[Excerpts of location labeling data]

* * * *

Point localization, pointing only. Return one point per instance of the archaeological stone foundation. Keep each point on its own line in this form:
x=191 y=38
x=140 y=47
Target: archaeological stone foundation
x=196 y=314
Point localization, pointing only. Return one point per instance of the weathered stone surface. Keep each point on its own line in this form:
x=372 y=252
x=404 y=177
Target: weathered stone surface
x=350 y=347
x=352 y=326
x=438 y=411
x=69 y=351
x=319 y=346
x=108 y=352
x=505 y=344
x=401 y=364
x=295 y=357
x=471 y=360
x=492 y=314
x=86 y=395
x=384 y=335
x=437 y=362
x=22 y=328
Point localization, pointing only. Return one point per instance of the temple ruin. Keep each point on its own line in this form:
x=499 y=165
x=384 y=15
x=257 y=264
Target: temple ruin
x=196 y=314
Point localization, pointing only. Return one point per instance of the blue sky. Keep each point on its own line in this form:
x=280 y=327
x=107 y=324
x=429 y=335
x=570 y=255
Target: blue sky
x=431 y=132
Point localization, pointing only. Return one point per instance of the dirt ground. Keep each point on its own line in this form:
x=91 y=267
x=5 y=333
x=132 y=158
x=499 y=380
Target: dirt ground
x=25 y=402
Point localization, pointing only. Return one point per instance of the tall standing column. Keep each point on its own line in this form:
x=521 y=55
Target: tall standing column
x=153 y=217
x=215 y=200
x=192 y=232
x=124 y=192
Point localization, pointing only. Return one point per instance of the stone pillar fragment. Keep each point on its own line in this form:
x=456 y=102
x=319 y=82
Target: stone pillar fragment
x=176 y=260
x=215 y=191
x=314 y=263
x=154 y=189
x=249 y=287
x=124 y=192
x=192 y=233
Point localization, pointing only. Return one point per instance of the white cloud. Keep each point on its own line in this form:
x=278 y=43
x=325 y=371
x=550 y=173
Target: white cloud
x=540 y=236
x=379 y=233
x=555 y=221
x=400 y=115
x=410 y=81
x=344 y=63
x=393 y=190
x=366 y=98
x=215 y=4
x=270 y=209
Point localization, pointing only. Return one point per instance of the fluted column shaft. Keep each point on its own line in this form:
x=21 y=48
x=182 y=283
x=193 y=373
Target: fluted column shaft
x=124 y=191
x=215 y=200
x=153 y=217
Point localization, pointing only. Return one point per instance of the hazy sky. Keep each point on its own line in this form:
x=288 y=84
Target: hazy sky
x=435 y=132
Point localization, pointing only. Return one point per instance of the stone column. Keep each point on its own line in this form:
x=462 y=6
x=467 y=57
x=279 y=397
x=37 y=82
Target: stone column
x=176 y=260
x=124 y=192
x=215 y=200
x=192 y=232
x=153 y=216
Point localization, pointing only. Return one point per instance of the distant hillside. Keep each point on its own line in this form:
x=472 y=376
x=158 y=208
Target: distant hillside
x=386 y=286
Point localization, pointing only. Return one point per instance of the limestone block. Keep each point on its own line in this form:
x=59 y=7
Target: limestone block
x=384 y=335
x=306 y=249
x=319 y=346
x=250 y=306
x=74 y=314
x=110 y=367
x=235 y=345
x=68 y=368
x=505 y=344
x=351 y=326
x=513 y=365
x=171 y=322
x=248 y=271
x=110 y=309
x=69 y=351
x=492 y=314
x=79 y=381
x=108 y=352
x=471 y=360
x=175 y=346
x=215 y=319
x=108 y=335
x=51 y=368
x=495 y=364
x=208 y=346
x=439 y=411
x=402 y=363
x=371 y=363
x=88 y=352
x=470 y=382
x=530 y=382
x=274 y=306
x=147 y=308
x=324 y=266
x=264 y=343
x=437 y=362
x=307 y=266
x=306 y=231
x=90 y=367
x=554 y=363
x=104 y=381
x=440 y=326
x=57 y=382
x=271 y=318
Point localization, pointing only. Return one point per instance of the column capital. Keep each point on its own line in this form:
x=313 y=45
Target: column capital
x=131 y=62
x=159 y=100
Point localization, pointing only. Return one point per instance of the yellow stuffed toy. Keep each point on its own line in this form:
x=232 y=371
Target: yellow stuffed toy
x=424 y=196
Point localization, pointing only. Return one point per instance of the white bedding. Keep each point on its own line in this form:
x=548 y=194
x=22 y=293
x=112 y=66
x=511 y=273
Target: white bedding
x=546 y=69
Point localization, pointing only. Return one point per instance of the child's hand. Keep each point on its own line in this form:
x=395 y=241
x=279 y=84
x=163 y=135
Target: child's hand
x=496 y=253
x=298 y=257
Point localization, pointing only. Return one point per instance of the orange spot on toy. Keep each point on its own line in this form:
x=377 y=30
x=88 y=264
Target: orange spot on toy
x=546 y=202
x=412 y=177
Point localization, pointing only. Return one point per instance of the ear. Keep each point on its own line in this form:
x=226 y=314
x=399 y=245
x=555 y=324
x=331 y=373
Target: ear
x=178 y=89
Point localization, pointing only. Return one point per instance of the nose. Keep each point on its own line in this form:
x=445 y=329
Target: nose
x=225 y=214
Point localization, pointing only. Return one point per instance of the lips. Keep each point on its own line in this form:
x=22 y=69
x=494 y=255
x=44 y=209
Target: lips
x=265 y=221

* * * *

_Exercise description_: Render every line of the items above as a JSON list of strings, one string per line, omitting blank lines.

_Task response_:
[
  "Point localization, pointing only. Return one point per instance of the archaeological stone foundation. Keep each point on its own line in this form:",
  "x=191 y=38",
  "x=140 y=47",
  "Target: archaeological stone foundation",
  "x=196 y=314",
  "Point localization, pointing only. Return one point per instance of the weathered stone surface. Keep each point on its own line in this form:",
  "x=372 y=252",
  "x=404 y=177",
  "Target: weathered stone surface",
  "x=350 y=347",
  "x=352 y=326",
  "x=438 y=411",
  "x=69 y=351",
  "x=319 y=346",
  "x=108 y=352",
  "x=505 y=344",
  "x=401 y=364",
  "x=295 y=357",
  "x=471 y=360",
  "x=492 y=314",
  "x=86 y=395",
  "x=384 y=335",
  "x=437 y=362",
  "x=22 y=328",
  "Point localization, pointing only. Return one point per instance of the temple ruin. Keep each point on its own line in this form:",
  "x=499 y=165",
  "x=384 y=15",
  "x=257 y=264",
  "Target: temple ruin",
  "x=196 y=314",
  "Point localization, pointing only. Return one point per instance of the blue sky. Keep each point on its own line in this form:",
  "x=280 y=327",
  "x=107 y=324",
  "x=429 y=335",
  "x=570 y=255",
  "Target: blue sky",
  "x=431 y=132",
  "Point localization, pointing only. Return one point per instance of the dirt ground. Keep each point on its own line in this form:",
  "x=91 y=267",
  "x=5 y=333",
  "x=132 y=158",
  "x=499 y=380",
  "Target: dirt ground",
  "x=25 y=402",
  "Point localization, pointing only. Return one point per instance of the tall standing column. Keep each point on its own line in this form:",
  "x=521 y=55",
  "Target: tall standing column",
  "x=153 y=217",
  "x=215 y=200",
  "x=192 y=232",
  "x=124 y=192",
  "Point localization, pointing only. Return one point per instance of the stone pillar fragment. Keep each point on its own line in this form:",
  "x=456 y=102",
  "x=319 y=82",
  "Target: stone pillar fragment",
  "x=176 y=260",
  "x=215 y=191",
  "x=314 y=263",
  "x=154 y=189",
  "x=249 y=287",
  "x=124 y=192",
  "x=192 y=233",
  "Point localization, pointing only. Return one point per instance of the white cloud. Keep each point on its own line in this form:",
  "x=278 y=43",
  "x=325 y=371",
  "x=550 y=173",
  "Target: white cloud",
  "x=540 y=236",
  "x=379 y=233",
  "x=555 y=221",
  "x=400 y=115",
  "x=410 y=81",
  "x=344 y=63",
  "x=393 y=190",
  "x=366 y=98",
  "x=215 y=4",
  "x=270 y=209",
  "Point localization, pointing only. Return one point per instance of the fluted column shaft. Keep each point on its own line in this form:",
  "x=21 y=48",
  "x=182 y=283",
  "x=193 y=373",
  "Target: fluted column shaft",
  "x=124 y=191",
  "x=215 y=200",
  "x=153 y=217",
  "Point localization, pointing only. Return one point per instance of the hazy sky. Keep each point on its own line in this form:",
  "x=288 y=84",
  "Target: hazy sky",
  "x=435 y=132",
  "Point localization, pointing only. Return one point per instance of the stone column. Keep each point on its own line in this form:",
  "x=462 y=6",
  "x=467 y=57",
  "x=279 y=397",
  "x=37 y=82",
  "Target: stone column",
  "x=176 y=260",
  "x=124 y=192",
  "x=215 y=200",
  "x=192 y=232",
  "x=153 y=216",
  "Point localization, pointing only. Return one point per instance of the distant hillside. Keep each point on its own line in this form:",
  "x=472 y=376",
  "x=158 y=208",
  "Target: distant hillside",
  "x=386 y=286",
  "Point localization, pointing only. Return one point per instance of the limestone block. Keep each point on its own line in this form:",
  "x=59 y=7",
  "Target: limestone block",
  "x=384 y=335",
  "x=306 y=249",
  "x=319 y=346",
  "x=250 y=306",
  "x=74 y=314",
  "x=110 y=367",
  "x=235 y=345",
  "x=68 y=368",
  "x=505 y=344",
  "x=351 y=326",
  "x=513 y=365",
  "x=171 y=322",
  "x=248 y=271",
  "x=110 y=309",
  "x=69 y=351",
  "x=492 y=314",
  "x=79 y=381",
  "x=108 y=352",
  "x=471 y=360",
  "x=175 y=346",
  "x=215 y=319",
  "x=108 y=335",
  "x=51 y=368",
  "x=495 y=364",
  "x=208 y=346",
  "x=439 y=411",
  "x=402 y=363",
  "x=371 y=363",
  "x=88 y=352",
  "x=470 y=382",
  "x=530 y=382",
  "x=274 y=306",
  "x=147 y=308",
  "x=324 y=266",
  "x=264 y=343",
  "x=437 y=362",
  "x=307 y=266",
  "x=306 y=231",
  "x=90 y=367",
  "x=554 y=363",
  "x=104 y=381",
  "x=440 y=326",
  "x=57 y=382",
  "x=271 y=318",
  "Point localization, pointing only. Return one point per instance of the column capital. Keep each point on its own line in this form:",
  "x=313 y=45",
  "Target: column capital",
  "x=131 y=62",
  "x=159 y=100",
  "Point localization, pointing only. Return one point per instance of the yellow stuffed toy. Keep each point on its own line in this form:",
  "x=232 y=371",
  "Target: yellow stuffed toy",
  "x=424 y=196",
  "Point localization, pointing only. Return one point per instance of the white bedding. Keep each point on its own line in this form:",
  "x=548 y=194",
  "x=22 y=293",
  "x=112 y=66",
  "x=511 y=273",
  "Target: white bedding",
  "x=546 y=69",
  "Point localization, pointing only. Return one point per instance of the child's hand. Keep each point on its own line in this form:",
  "x=395 y=241",
  "x=279 y=84",
  "x=163 y=135",
  "Target: child's hand",
  "x=496 y=253",
  "x=298 y=257",
  "Point localization, pointing only. Return one point per instance of the orange spot on toy. Keep each point on its own line in this form:",
  "x=377 y=30",
  "x=88 y=264",
  "Target: orange spot on toy",
  "x=546 y=202",
  "x=412 y=177",
  "Point localization, pointing only. Return one point per instance of the ear. Keep each point on its own line in this form:",
  "x=226 y=314",
  "x=399 y=245",
  "x=555 y=324",
  "x=331 y=373",
  "Target: ear",
  "x=178 y=89",
  "Point localization, pointing only. Return one point per instance of the nose. Keep each point on its own line in this form:",
  "x=445 y=329",
  "Target: nose",
  "x=225 y=214",
  "Point localization, pointing only. Return one point per instance of the lips. Keep each point on its own line in this form:",
  "x=22 y=69",
  "x=494 y=255",
  "x=44 y=209",
  "Target: lips",
  "x=265 y=221"
]